About this task
Do statements (a), (b) and (c) agree with the childcare article below? For each, answer yes or no and quote the article's deciding words.
(a) Holstine is studying for two degrees.
(b) The CCAMPIS grant is in its first year.
(c) Eight children are currently enrolled in the program.

Cal U Women's Center
For twenty-five-year-old Christina Holstine, remote learning this fall semester means juggling virtual classes for two degrees, chemistry and biology pre-medicine, along with working and raising her 6-year-old daughter and 2-year-old-son.
Holstine admits that being a working mom while in school is at times challenging.
“There are days where I don’t get enough schoolwork done, especially with being online this semester, and days where I feel like I didn’t spend enough time with my kids, and most days my house looks like a bomb went off because I have to choose between scrubbing the floors or playing with my kids or doing schoolwork in my downtime,” Holstine said. “It’s definitely a balancing act for sure.”
Students like Holstine are just who the Cal U Women’s Center has in mind as they work to provide free childcare to parenting students. Through the Child Care Access Means Parents in School federal grant, the university collaborates with The Village of the First Presbyterian Church, a private, non-profit early childcare center located in the heart of California, to provide services free of charge to parents pursuing a college degree.
“Education is the ultimate equalizer and Cal U’s participation in the CCAMPIS program will help both students and their young children,” Women’s Center director Nancy Skobel said. “Not only will immediate childcare needs be met, but long-term family finances and child school readiness will also be positively affected.”
This is the fourth, and final, year of the CCAMPIS grant which helps fund “Hand-in-Hand,” the local daycare program in partnership with Cal U. Cherie Sears, president of The Village, recognizes the need parents in school have for childcare and believes “Hand-in-Hand” may be the solution.
“Our mission is to provide no-cost, high-quality childcare and preschool for single parent students who are attending school full time. That’s why when this grant became available, we were a perfect partner for Cal U,” Sears said.
There are currently five children in the program and more slots are available, said Sears.
Now, more than ever, as both parents and their children find themselves stuck at home, balancing school with work and the demands of childcare becomes tricky.
“Another struggle is my work schedule being until 10 p.m., having to get my kids to bed, staying up super late to get my schoolwork done and then be up early the next day to start all over again,” Holstine said.
According to Sears, being able to provide relief to parenting students allows for parents to focus more on their schoolwork and classes.
“Then the time that they are with their children becomes more of a quality time rather than ‘I’m with you all day, but I’ve got this work to do, I’ve got to study for this test, I’ve got to write this paper,’” Sears said. “[Young kids] need attention…I’m sure it’s got to be a struggle at home for so many of those parents.”
Holstine cites the free childcare offered as “the sole reason I am able to attend school.”
“I can drop my son off, go to school and focus, all while knowing that he is in safe, loving hands and in a great learning environment,” she said. I cannot express how grateful and thankful I am for The Village and Cal U for creating that partnership.”
Students who are eligible include low-income parents, military-connected parents, and single parents. Other qualifications include being enrolled in a degree program, having or are eligible for a Pell Grant, maintaining a 2.5 GPA per semester.

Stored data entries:
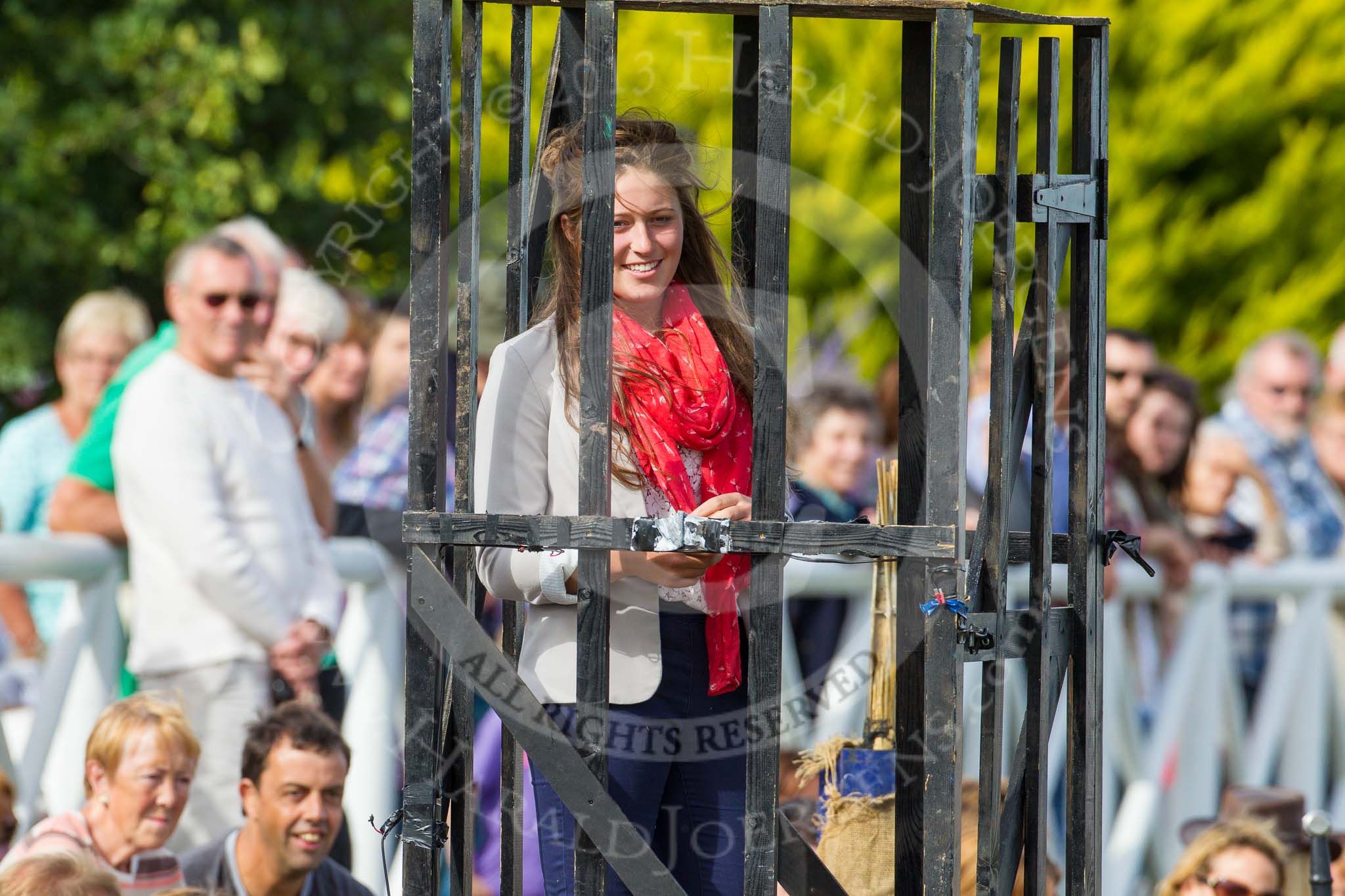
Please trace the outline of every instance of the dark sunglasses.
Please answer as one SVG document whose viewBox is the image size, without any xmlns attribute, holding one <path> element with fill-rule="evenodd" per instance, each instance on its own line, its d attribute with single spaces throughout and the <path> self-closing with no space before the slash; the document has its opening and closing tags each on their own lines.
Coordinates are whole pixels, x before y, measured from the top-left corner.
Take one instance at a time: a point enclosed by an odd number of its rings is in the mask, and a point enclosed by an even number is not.
<svg viewBox="0 0 1345 896">
<path fill-rule="evenodd" d="M 1138 376 L 1141 380 L 1143 380 L 1145 386 L 1154 384 L 1154 375 L 1150 372 L 1141 373 L 1139 371 L 1115 371 L 1110 367 L 1107 368 L 1107 379 L 1110 380 L 1116 380 L 1119 383 L 1127 376 Z"/>
<path fill-rule="evenodd" d="M 238 300 L 238 306 L 241 309 L 243 309 L 245 312 L 250 312 L 252 309 L 257 308 L 257 305 L 261 302 L 261 296 L 258 296 L 257 293 L 206 293 L 204 294 L 206 304 L 210 305 L 211 308 L 223 308 L 225 302 L 227 302 L 230 298 L 237 298 Z"/>
<path fill-rule="evenodd" d="M 1227 880 L 1224 877 L 1210 877 L 1205 881 L 1205 887 L 1209 887 L 1212 891 L 1219 893 L 1219 896 L 1279 896 L 1278 889 L 1258 893 L 1245 884 L 1239 884 L 1237 881 Z"/>
<path fill-rule="evenodd" d="M 1283 398 L 1286 395 L 1298 395 L 1299 398 L 1317 398 L 1317 387 L 1314 386 L 1267 386 L 1271 395 L 1275 398 Z"/>
</svg>

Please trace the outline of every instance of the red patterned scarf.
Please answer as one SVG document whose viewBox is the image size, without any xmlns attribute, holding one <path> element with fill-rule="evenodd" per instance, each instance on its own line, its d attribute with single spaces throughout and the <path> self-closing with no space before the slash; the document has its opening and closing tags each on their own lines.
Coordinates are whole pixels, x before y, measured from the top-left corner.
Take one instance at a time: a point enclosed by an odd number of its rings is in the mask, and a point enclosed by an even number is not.
<svg viewBox="0 0 1345 896">
<path fill-rule="evenodd" d="M 678 446 L 701 451 L 701 502 L 730 492 L 751 494 L 752 411 L 733 388 L 720 347 L 682 283 L 670 283 L 663 297 L 663 328 L 660 341 L 615 310 L 615 360 L 655 376 L 621 376 L 616 386 L 625 411 L 613 402 L 612 419 L 629 434 L 640 469 L 674 509 L 690 513 L 699 504 Z M 746 588 L 751 568 L 751 557 L 730 553 L 702 579 L 710 609 L 705 641 L 712 695 L 742 682 L 737 595 Z"/>
</svg>

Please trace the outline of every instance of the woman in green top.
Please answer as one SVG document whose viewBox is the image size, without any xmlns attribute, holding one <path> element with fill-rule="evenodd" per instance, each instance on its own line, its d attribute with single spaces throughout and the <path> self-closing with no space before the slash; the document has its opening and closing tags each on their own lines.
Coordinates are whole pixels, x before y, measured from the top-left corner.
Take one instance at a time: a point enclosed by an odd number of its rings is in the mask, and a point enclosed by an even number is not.
<svg viewBox="0 0 1345 896">
<path fill-rule="evenodd" d="M 89 424 L 108 380 L 132 348 L 149 336 L 144 302 L 120 290 L 89 293 L 56 332 L 61 398 L 0 430 L 0 531 L 46 535 L 51 490 L 65 476 L 75 441 Z M 0 619 L 23 657 L 40 654 L 56 630 L 65 586 L 0 586 Z"/>
</svg>

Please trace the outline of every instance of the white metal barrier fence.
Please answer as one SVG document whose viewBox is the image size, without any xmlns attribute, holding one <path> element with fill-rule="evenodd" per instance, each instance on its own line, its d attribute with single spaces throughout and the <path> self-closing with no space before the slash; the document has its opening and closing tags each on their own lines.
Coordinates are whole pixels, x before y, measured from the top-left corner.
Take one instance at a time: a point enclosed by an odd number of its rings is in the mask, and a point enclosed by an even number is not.
<svg viewBox="0 0 1345 896">
<path fill-rule="evenodd" d="M 1307 809 L 1328 809 L 1345 826 L 1345 563 L 1287 562 L 1197 564 L 1181 595 L 1165 595 L 1130 560 L 1118 562 L 1118 591 L 1104 606 L 1103 642 L 1103 893 L 1134 896 L 1176 864 L 1184 821 L 1213 817 L 1229 783 L 1280 785 L 1305 794 Z M 802 682 L 785 637 L 781 743 L 799 748 L 834 733 L 862 729 L 869 649 L 872 567 L 787 566 L 791 599 L 820 594 L 849 598 L 850 618 L 826 682 Z M 1067 582 L 1064 567 L 1054 582 Z M 1026 568 L 1010 571 L 1010 602 L 1026 598 Z M 915 598 L 909 598 L 915 599 Z M 1176 610 L 1180 625 L 1161 657 L 1149 622 Z M 1272 602 L 1278 610 L 1268 665 L 1254 712 L 1244 711 L 1235 665 L 1229 611 L 1239 603 Z M 1010 661 L 1005 682 L 1006 763 L 1026 707 L 1022 661 Z M 1150 676 L 1157 672 L 1157 677 Z M 966 674 L 964 744 L 979 742 L 981 676 Z M 1068 686 L 1068 685 L 1067 685 Z M 822 705 L 814 727 L 790 729 L 791 700 L 810 690 Z M 1065 742 L 1060 715 L 1049 744 L 1052 858 L 1060 862 L 1060 815 Z M 979 752 L 964 751 L 975 778 Z"/>
<path fill-rule="evenodd" d="M 352 873 L 382 892 L 382 844 L 364 819 L 381 822 L 399 805 L 406 575 L 377 541 L 331 539 L 327 545 L 346 583 L 334 650 L 347 685 L 342 733 L 351 747 L 344 802 Z M 117 693 L 124 646 L 117 591 L 124 578 L 122 552 L 102 539 L 0 536 L 0 582 L 70 583 L 36 705 L 0 729 L 0 767 L 19 791 L 20 832 L 39 813 L 83 805 L 85 740 Z"/>
<path fill-rule="evenodd" d="M 330 551 L 347 584 L 347 606 L 335 653 L 348 686 L 343 733 L 352 748 L 346 786 L 355 876 L 381 892 L 378 836 L 363 819 L 382 821 L 398 805 L 401 780 L 402 638 L 405 575 L 379 544 L 332 539 Z M 1025 594 L 1025 570 L 1010 575 L 1010 592 Z M 1177 830 L 1188 818 L 1217 811 L 1227 783 L 1283 785 L 1303 791 L 1307 807 L 1329 807 L 1345 822 L 1345 564 L 1290 562 L 1274 567 L 1198 564 L 1181 602 L 1176 646 L 1157 681 L 1145 682 L 1147 635 L 1135 625 L 1162 600 L 1161 579 L 1122 560 L 1119 588 L 1104 609 L 1104 896 L 1149 892 L 1181 852 Z M 0 731 L 0 767 L 19 790 L 20 829 L 39 811 L 83 802 L 83 744 L 117 688 L 122 634 L 117 590 L 122 555 L 90 536 L 0 536 L 0 582 L 63 579 L 58 635 L 48 645 L 38 705 L 26 723 Z M 1064 582 L 1060 571 L 1056 582 Z M 799 677 L 785 630 L 781 744 L 802 748 L 835 733 L 858 733 L 866 705 L 869 590 L 866 564 L 794 562 L 785 567 L 790 599 L 843 595 L 850 613 L 835 660 L 823 681 Z M 1278 626 L 1270 661 L 1248 719 L 1233 660 L 1229 609 L 1272 600 Z M 1007 664 L 1006 731 L 1017 732 L 1025 707 L 1022 664 Z M 979 732 L 981 677 L 964 677 L 966 739 Z M 807 701 L 818 704 L 808 719 Z M 1057 716 L 1057 723 L 1060 721 Z M 1006 752 L 1013 750 L 1006 737 Z M 22 742 L 22 744 L 20 744 Z M 1061 786 L 1063 728 L 1052 735 L 1053 795 Z M 964 772 L 976 774 L 978 751 L 966 751 Z M 1059 836 L 1057 832 L 1052 832 Z M 1059 841 L 1057 841 L 1059 842 Z"/>
</svg>

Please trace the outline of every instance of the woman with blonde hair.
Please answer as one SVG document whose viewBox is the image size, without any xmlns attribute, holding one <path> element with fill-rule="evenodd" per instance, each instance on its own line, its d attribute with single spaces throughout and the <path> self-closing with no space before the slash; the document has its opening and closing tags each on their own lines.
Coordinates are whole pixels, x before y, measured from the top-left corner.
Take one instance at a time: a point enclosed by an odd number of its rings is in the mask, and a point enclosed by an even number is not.
<svg viewBox="0 0 1345 896">
<path fill-rule="evenodd" d="M 122 290 L 89 293 L 70 306 L 56 330 L 61 398 L 0 430 L 0 532 L 48 532 L 51 492 L 66 474 L 102 387 L 149 330 L 144 302 Z M 0 621 L 22 657 L 40 656 L 55 635 L 65 594 L 65 586 L 54 582 L 27 590 L 0 586 Z"/>
<path fill-rule="evenodd" d="M 646 116 L 619 117 L 613 141 L 612 230 L 593 236 L 612 240 L 612 514 L 749 519 L 752 341 L 694 150 Z M 477 513 L 578 512 L 581 126 L 554 132 L 541 165 L 553 277 L 533 326 L 491 357 Z M 531 604 L 518 670 L 562 731 L 576 725 L 577 564 L 574 551 L 477 555 L 491 594 Z M 611 553 L 611 793 L 689 893 L 742 892 L 748 568 L 741 555 Z M 694 719 L 724 737 L 681 737 Z M 539 832 L 546 892 L 570 893 L 574 817 L 537 766 L 533 786 L 538 818 L 555 819 Z M 629 892 L 611 873 L 607 887 Z"/>
<path fill-rule="evenodd" d="M 1284 861 L 1272 822 L 1219 821 L 1190 841 L 1154 896 L 1279 896 Z"/>
<path fill-rule="evenodd" d="M 5 857 L 83 856 L 110 872 L 124 895 L 182 887 L 164 844 L 187 805 L 200 744 L 182 709 L 149 693 L 118 700 L 98 716 L 85 747 L 82 809 L 32 827 Z"/>
<path fill-rule="evenodd" d="M 44 853 L 0 873 L 4 896 L 121 896 L 117 879 L 83 856 Z"/>
<path fill-rule="evenodd" d="M 304 380 L 304 394 L 313 403 L 317 454 L 328 470 L 355 447 L 369 380 L 369 355 L 378 334 L 378 318 L 369 297 L 350 287 L 338 292 L 346 300 L 346 334 L 327 347 Z"/>
</svg>

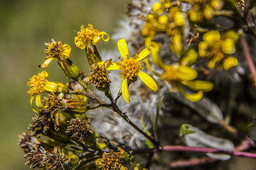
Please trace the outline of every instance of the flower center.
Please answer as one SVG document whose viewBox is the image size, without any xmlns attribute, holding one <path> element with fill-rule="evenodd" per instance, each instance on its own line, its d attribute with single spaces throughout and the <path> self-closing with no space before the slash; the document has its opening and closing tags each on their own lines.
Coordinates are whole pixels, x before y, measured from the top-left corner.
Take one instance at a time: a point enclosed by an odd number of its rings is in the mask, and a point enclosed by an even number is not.
<svg viewBox="0 0 256 170">
<path fill-rule="evenodd" d="M 77 41 L 85 43 L 87 40 L 96 38 L 100 35 L 100 32 L 94 28 L 92 24 L 88 24 L 88 27 L 87 28 L 85 28 L 85 26 L 82 25 L 80 31 L 76 33 Z"/>
<path fill-rule="evenodd" d="M 30 78 L 27 85 L 30 86 L 28 94 L 31 96 L 38 95 L 45 91 L 46 78 L 48 76 L 46 71 L 43 71 L 37 75 Z"/>
<path fill-rule="evenodd" d="M 45 53 L 47 57 L 58 57 L 65 50 L 63 41 L 55 42 L 53 39 L 52 42 L 46 42 L 45 45 L 48 47 L 45 49 Z"/>
<path fill-rule="evenodd" d="M 124 60 L 119 57 L 121 62 L 117 62 L 117 64 L 121 69 L 120 78 L 127 78 L 132 80 L 138 75 L 139 70 L 144 69 L 142 66 L 142 62 L 137 60 L 138 58 L 138 55 L 136 55 L 133 57 L 125 58 Z"/>
</svg>

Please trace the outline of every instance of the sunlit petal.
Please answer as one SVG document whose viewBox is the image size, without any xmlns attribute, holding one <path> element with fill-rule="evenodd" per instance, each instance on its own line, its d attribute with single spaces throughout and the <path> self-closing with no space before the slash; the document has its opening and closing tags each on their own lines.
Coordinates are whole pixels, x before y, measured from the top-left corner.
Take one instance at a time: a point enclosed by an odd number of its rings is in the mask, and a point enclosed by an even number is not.
<svg viewBox="0 0 256 170">
<path fill-rule="evenodd" d="M 191 48 L 185 52 L 181 57 L 181 65 L 191 65 L 194 64 L 198 57 L 198 54 L 193 48 Z"/>
<path fill-rule="evenodd" d="M 203 92 L 210 91 L 214 86 L 212 82 L 202 80 L 188 81 L 184 85 L 191 90 L 196 91 L 201 90 Z"/>
<path fill-rule="evenodd" d="M 107 68 L 107 70 L 113 70 L 113 69 L 119 69 L 120 68 L 116 63 L 111 62 L 110 67 Z"/>
<path fill-rule="evenodd" d="M 124 79 L 122 82 L 122 94 L 124 100 L 130 103 L 129 97 L 129 91 L 128 91 L 128 79 Z"/>
<path fill-rule="evenodd" d="M 179 87 L 178 90 L 184 95 L 184 96 L 191 101 L 198 101 L 202 98 L 203 93 L 202 91 L 199 91 L 196 94 L 187 94 L 184 91 L 182 87 Z"/>
<path fill-rule="evenodd" d="M 29 101 L 30 101 L 30 103 L 31 103 L 31 108 L 33 110 L 33 111 L 36 112 L 36 113 L 38 113 L 39 112 L 39 109 L 37 109 L 36 108 L 34 108 L 33 106 L 33 100 L 34 98 L 34 96 L 31 96 L 30 98 L 29 98 Z"/>
<path fill-rule="evenodd" d="M 55 58 L 53 57 L 49 57 L 46 59 L 46 60 L 44 60 L 42 64 L 39 65 L 39 68 L 43 68 L 43 69 L 46 68 L 49 65 L 50 62 L 51 62 L 54 60 Z"/>
<path fill-rule="evenodd" d="M 223 61 L 223 68 L 226 70 L 231 69 L 238 64 L 238 59 L 235 57 L 230 57 Z"/>
<path fill-rule="evenodd" d="M 150 50 L 151 50 L 151 57 L 154 64 L 162 69 L 166 69 L 168 66 L 161 60 L 158 55 L 159 49 L 157 47 L 151 47 Z"/>
<path fill-rule="evenodd" d="M 180 79 L 193 80 L 198 76 L 196 69 L 188 66 L 180 65 L 177 69 L 177 74 Z"/>
<path fill-rule="evenodd" d="M 210 45 L 214 45 L 220 40 L 220 34 L 218 30 L 211 30 L 203 35 L 203 40 Z"/>
<path fill-rule="evenodd" d="M 120 52 L 122 57 L 127 58 L 129 56 L 128 47 L 124 38 L 119 40 L 117 42 L 118 50 Z"/>
<path fill-rule="evenodd" d="M 157 85 L 154 80 L 150 76 L 143 72 L 139 72 L 138 73 L 138 76 L 142 80 L 142 81 L 146 84 L 146 85 L 148 86 L 150 89 L 151 89 L 154 91 L 157 91 Z"/>
<path fill-rule="evenodd" d="M 105 62 L 97 62 L 100 65 L 103 65 Z M 115 62 L 111 62 L 110 66 L 107 68 L 107 70 L 119 69 L 120 68 L 117 66 Z"/>
<path fill-rule="evenodd" d="M 140 61 L 140 60 L 143 60 L 144 57 L 148 56 L 150 53 L 151 53 L 151 51 L 149 50 L 149 49 L 145 48 L 141 52 L 139 52 L 139 54 L 138 55 L 139 58 L 137 60 Z"/>
<path fill-rule="evenodd" d="M 221 48 L 224 53 L 231 55 L 235 52 L 234 40 L 232 38 L 227 38 L 221 43 Z"/>
</svg>

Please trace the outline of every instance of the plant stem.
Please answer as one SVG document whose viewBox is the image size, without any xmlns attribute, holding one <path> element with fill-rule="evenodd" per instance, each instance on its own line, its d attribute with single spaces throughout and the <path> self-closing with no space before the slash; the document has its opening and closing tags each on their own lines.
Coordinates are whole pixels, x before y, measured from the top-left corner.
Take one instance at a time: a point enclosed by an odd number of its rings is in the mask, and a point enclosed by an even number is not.
<svg viewBox="0 0 256 170">
<path fill-rule="evenodd" d="M 245 59 L 248 63 L 248 67 L 250 69 L 250 72 L 252 74 L 252 78 L 254 81 L 256 81 L 256 69 L 255 67 L 253 64 L 253 61 L 252 59 L 252 56 L 250 53 L 249 48 L 248 48 L 248 44 L 247 43 L 245 37 L 242 36 L 241 38 L 241 44 L 242 44 L 242 48 L 243 50 L 243 52 L 245 53 Z"/>
<path fill-rule="evenodd" d="M 151 142 L 157 148 L 156 149 L 157 150 L 159 149 L 160 144 L 153 138 L 153 137 L 148 135 L 145 132 L 141 130 L 132 122 L 131 122 L 131 120 L 128 118 L 125 113 L 122 113 L 115 103 L 112 103 L 112 108 L 114 111 L 117 112 L 127 123 L 128 123 L 131 126 L 132 126 L 136 130 L 137 130 L 142 135 L 144 135 L 145 137 L 149 139 L 150 142 Z"/>
<path fill-rule="evenodd" d="M 201 153 L 226 154 L 231 156 L 256 158 L 255 153 L 240 152 L 235 150 L 221 150 L 208 147 L 193 147 L 184 146 L 164 146 L 163 151 L 186 151 Z"/>
<path fill-rule="evenodd" d="M 203 157 L 198 159 L 191 159 L 190 160 L 184 161 L 176 161 L 171 162 L 166 162 L 165 164 L 171 167 L 171 168 L 183 168 L 183 167 L 190 167 L 191 166 L 197 166 L 208 163 L 211 163 L 216 162 L 218 160 L 214 159 L 211 157 Z"/>
</svg>

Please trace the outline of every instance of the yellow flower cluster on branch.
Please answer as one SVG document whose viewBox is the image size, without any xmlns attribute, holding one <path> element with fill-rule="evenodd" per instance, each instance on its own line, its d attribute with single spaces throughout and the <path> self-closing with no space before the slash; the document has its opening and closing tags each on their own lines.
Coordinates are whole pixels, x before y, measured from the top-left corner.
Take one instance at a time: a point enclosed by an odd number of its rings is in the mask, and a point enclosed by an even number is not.
<svg viewBox="0 0 256 170">
<path fill-rule="evenodd" d="M 142 34 L 149 42 L 153 40 L 155 35 L 160 33 L 166 33 L 170 38 L 170 49 L 179 56 L 183 50 L 183 27 L 186 19 L 185 13 L 177 6 L 171 6 L 171 1 L 161 1 L 161 3 L 154 4 L 153 13 L 147 15 Z"/>
<path fill-rule="evenodd" d="M 85 49 L 90 65 L 102 61 L 101 57 L 96 48 L 96 44 L 102 39 L 108 41 L 110 36 L 105 32 L 100 32 L 93 28 L 92 24 L 88 24 L 88 27 L 85 28 L 81 26 L 80 31 L 75 33 L 75 44 L 80 49 Z M 105 38 L 106 36 L 106 38 Z"/>
<path fill-rule="evenodd" d="M 192 22 L 199 23 L 204 19 L 211 19 L 224 5 L 223 0 L 178 0 L 188 3 L 192 8 L 188 11 L 189 19 Z"/>
<path fill-rule="evenodd" d="M 123 59 L 119 58 L 120 62 L 111 62 L 107 70 L 120 69 L 120 78 L 122 78 L 122 94 L 124 100 L 129 103 L 128 87 L 131 83 L 137 81 L 137 76 L 153 91 L 157 91 L 157 85 L 154 79 L 146 73 L 142 72 L 142 60 L 148 56 L 151 51 L 145 48 L 139 55 L 129 57 L 127 44 L 124 39 L 119 40 L 117 47 Z M 100 63 L 103 64 L 103 62 Z"/>
<path fill-rule="evenodd" d="M 178 62 L 173 64 L 166 64 L 159 57 L 157 47 L 151 48 L 151 59 L 156 65 L 163 70 L 163 73 L 158 73 L 153 70 L 149 63 L 146 66 L 160 79 L 167 81 L 171 85 L 171 91 L 181 92 L 188 100 L 191 101 L 199 101 L 203 97 L 203 92 L 210 91 L 213 88 L 213 84 L 206 81 L 196 80 L 198 72 L 190 67 L 197 58 L 198 54 L 193 49 L 186 51 Z M 188 94 L 183 86 L 186 86 L 194 91 L 196 94 Z"/>
<path fill-rule="evenodd" d="M 199 55 L 208 59 L 210 69 L 230 69 L 238 63 L 236 57 L 232 56 L 235 52 L 235 42 L 238 39 L 238 34 L 233 30 L 223 35 L 218 30 L 210 31 L 203 35 L 203 41 L 199 42 Z"/>
</svg>

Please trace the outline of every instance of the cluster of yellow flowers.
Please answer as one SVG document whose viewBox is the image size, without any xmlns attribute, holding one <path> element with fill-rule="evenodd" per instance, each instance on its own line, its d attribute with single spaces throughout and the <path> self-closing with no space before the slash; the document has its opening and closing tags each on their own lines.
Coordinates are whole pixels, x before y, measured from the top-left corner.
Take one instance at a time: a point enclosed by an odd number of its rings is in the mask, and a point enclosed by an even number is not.
<svg viewBox="0 0 256 170">
<path fill-rule="evenodd" d="M 163 72 L 158 73 L 153 70 L 149 62 L 146 66 L 160 79 L 171 85 L 171 91 L 179 91 L 188 100 L 196 101 L 203 97 L 203 91 L 208 91 L 213 88 L 213 84 L 196 80 L 198 72 L 191 67 L 200 59 L 198 57 L 208 59 L 209 69 L 230 69 L 236 66 L 238 60 L 230 55 L 235 52 L 235 42 L 238 42 L 239 35 L 233 30 L 222 35 L 218 30 L 209 31 L 203 36 L 203 40 L 198 47 L 198 52 L 196 47 L 186 49 L 183 30 L 189 21 L 186 20 L 186 15 L 189 16 L 191 22 L 202 22 L 204 18 L 209 20 L 217 11 L 221 9 L 224 2 L 222 0 L 179 1 L 192 5 L 186 13 L 181 12 L 177 6 L 172 5 L 171 1 L 161 1 L 154 4 L 152 13 L 147 15 L 142 34 L 145 37 L 145 46 L 151 51 L 151 61 Z M 166 65 L 161 60 L 158 52 L 161 44 L 154 41 L 156 34 L 166 34 L 169 37 L 170 50 L 178 57 L 176 62 Z M 191 42 L 188 45 L 190 44 Z M 187 93 L 183 86 L 196 93 Z"/>
</svg>

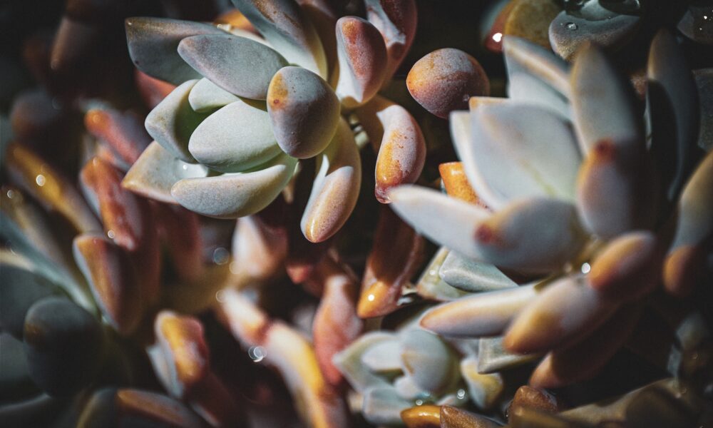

Response
(a) Yes: "juggling virtual classes for two degrees, chemistry and biology pre-medicine"
(b) No: "This is the fourth, and final, year of the CCAMPIS grant"
(c) No: "There are currently five children in the program"